■ Задание ■
Судя по заметке о спектакле «Последний поезд», сценической версией какой пьесы он является?

■ Текст для чтения ■
- - -
Железняк, Якунина и Раков сыграют роли Раневской и Плятта
Олеся Железняк в белом пальто и белой шляпе стоит на платформе. Рядом мужчина всей ее жизни в таком же пальто и широкополой шляпе. Пара в белом сбежала на последнее свидание от собственных детей. Так заканчивается спектакль «Последний поезд», который сейчас готовят к 95-летию «Ленкома» — его отметят в октябре. На прогоне побывал обозреватель «МК»
Олеся Железняк
Вообще то, «Последний поезд» — сценическая версия американской пьесы Вины Дельмар «Дорогу завтрашнему дню», родившаяся из сценария фильма с другим названием и других авторов, в свою очередь написавших его на основе чужого романа. Такая вот сценарно-драматургическая многоходовка, хорошо известная у нас по легендарному спектаклю театра им. Моссовета «Дальше — тишина» с великими Фаиной Раневской и Ростиславом Пляттом в главных ролях.
Душещипательная драма из американской жизни прошлого века — жестокие дети разлучают нежно любящих друг друга стариков-родителей, отправляя каждого в дома престарелых, потому что не хотят обременять себя содержанием обедневших пенсионеров. Жестокий мир чистогана, что и говорить.
- - -
(Данные для разметки координат)
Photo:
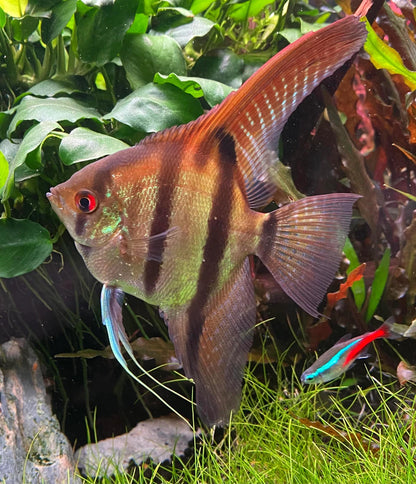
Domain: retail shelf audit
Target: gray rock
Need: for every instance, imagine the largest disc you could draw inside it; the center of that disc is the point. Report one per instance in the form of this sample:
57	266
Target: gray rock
157	439
32	447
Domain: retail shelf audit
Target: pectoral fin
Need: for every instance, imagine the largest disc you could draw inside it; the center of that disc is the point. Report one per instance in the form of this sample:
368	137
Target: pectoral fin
213	345
111	311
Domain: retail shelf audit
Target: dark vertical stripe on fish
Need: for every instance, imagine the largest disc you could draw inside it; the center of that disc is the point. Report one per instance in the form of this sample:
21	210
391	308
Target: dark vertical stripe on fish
80	222
167	181
216	243
267	236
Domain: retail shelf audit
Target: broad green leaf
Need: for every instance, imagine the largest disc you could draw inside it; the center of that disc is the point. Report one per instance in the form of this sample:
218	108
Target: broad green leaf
100	31
198	6
379	283
143	55
31	142
14	8
140	24
24	245
52	87
152	108
358	288
4	170
51	109
198	27
242	11
385	57
221	65
213	91
82	144
22	28
60	15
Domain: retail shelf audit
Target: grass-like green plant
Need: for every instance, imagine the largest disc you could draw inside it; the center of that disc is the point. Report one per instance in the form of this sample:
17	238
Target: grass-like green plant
287	434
- - -
■ Ответ ■
Американской пьесы Вины Дельмар «Дорогу завтрашнему дню».